TEXT EXTRACT

The woman represents the “Other,” someone who is different from us in a way that irrationally we find disagreeable. The social barrier between the Jews of Jesus’ day and anyone who was not a Jew is no different from the cliques that existed in high school, or the single negative vote that deprives someone admission to an exclusive organization, or the ostracism of a worker in an office or factory, or the red-lining of neighborhoods, or countless other ways in which a majority imposes itself on a minority.
    We all have an “Other” – someone to whom we would only give the crumbs of life (and think of ourselves as being generous). Who are the “Others”? Here are some options; pick your “Other”:
     •    The elderly
     •    The rich
     •    The disabled
     •    Know-it-alls
     •    Teens
     •    Democrats
     •    The unemployed
     •    Republicans
     •    Braggarts
     •    People who speak English poorly or not at all
     •    Wearers of fleece pajama bottoms in public
     •    People who are svelte or obese
     •    Immigrants
     •    People with long hair
     •    Losers
     •    Snobs
I could go on for the rest of the worship hour naming categories of “otherness
and I know that I would get nods of agreement, including from myself. The “Other” is anyone who is not us or who does not fit into our picture of who we are. Psychologists tell us that the criteria we use to define “Others” are often things in ourselves that conflict with the self-identity we present to the world. We project onto an “Other” something that we find disagreeable in ourselves.

Jesus uses the encounter with the Gentile woman as a teachable moment. He does so not by lecturing but by giving us an example of learning, a laboratory experience of growing in faith. His encounters with the religious establishment frequently ended with the spiritual know-it-alls reprimanding Jesus for attempting to tell them about God. As Jesus encounters the Gentile woman seeking mercy and healing for her daughter, Jesus models the grace of learning, the grace of experiencing that God’s will is always bigger than we want to allow it to be.
    The woman shouted, “Have mercy on me.” In our English “mercy” is a noun. But in Matthew’s Greek “mercy” is a verb, the same verb that describes the mercy that the merciful receive in the Beatitudes. She seeks to benefit from the breadth of God’s presence. Added to that, when she pleads, “Help me,” she echoes Peter’s plea when he was sinking in his attempt to walk on water. Both the woman and Peter want to experience the reality of God’s presence in Jesus’ actions.
    The woman violates all the social boundaries of those days – ethnicity, gender, heritage, religion. In the grand scheme of Matthew’s approach to telling the good news of Jesus Christ, the woman believes that she and her daughter are people who should benefit from the in-breaking of God’s kingdom in and through the personal presence – the Incarnation – of Jesus. So she is willing to ignore social protocol. Miss Manners be damned. In doing so, she dramatically reveals the depth of her faith. She is very much like the Roman military officer who saw faith in terms of chain of command.
    The woman believes that she and her daughter should receive mercy from the active engagement of God with creation. This is what Jesus calls faith. Jesus elicits this faith from her in the same way that a well-trained teacher enables a student to think out the problem-solving steps and arrive at the solution. Jesus models good faith formation practice as he encourages the woman to speak her faith. Matthew’s Jesus is big enough not to appear to be ashamed to learn.

SHORT PROBLEM 1
Please copy part of the sermon on the Gentile woman word for word, beginning at the words "Jesus uses the" and ending after "allow it to be.".
SHORT PROBLEM 2
Write the next part of the sermon on the Gentile woman, picking up after its last sentence.
The records have no connection to the sermon on the Gentile woman.

RECORDS SUPPLIED
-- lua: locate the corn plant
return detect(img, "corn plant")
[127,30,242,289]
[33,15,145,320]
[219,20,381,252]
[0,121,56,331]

EXERCISE RESULT 1
Jesus uses the encounter with the Gentile woman as a teachable moment. He does so not by lecturing but by giving us an example of learning, a laboratory experience of growing in faith. His encounters with the religious establishment frequently ended with the spiritual know-it-alls reprimanding Jesus for attempting to tell them about God. As Jesus encounters the Gentile woman seeking mercy and healing for her daughter, Jesus models the grace of learning, the grace of experiencing that God’s will is always bigger than we want to allow it to be.

EXERCISE RESULT 2
Learning is a struggle. And it gets harder all the time. We are sometimes hampered by declining eyesight, hearing, or dexterity. Sometimes the thought processes don’t react as fast as they once did. And sometimes, like some of the Pharisees that Jesus encountered, we don’t want to have opinions challenged by facts or by new information. Yet Jesus models for us the reality that we must always be ready to enlarge our vision of God’s activity. Any time we think that God can’t or won’t do something, we set ourselves up for a rude awakening. Any time we think that someone is an “Other” who does not belong in God’s realm, we deny the image of God in that person, obscure the image of God in us, and try to overrule God who made room for us in the realm of eternal life.
    That’s an aspect to “Otherness” that we don’t think about. We are used to being the centers of our worlds. We are used to having agency, being the star actors in our personal dramas. Yet we are the “Other” for someone else. Our very being ticks off the boxes of “Otherness” and makes us a “them” for someone else. In their eyes we fit into a category I named earlier. We are an offense to them, we are an object of scorn and exclusion.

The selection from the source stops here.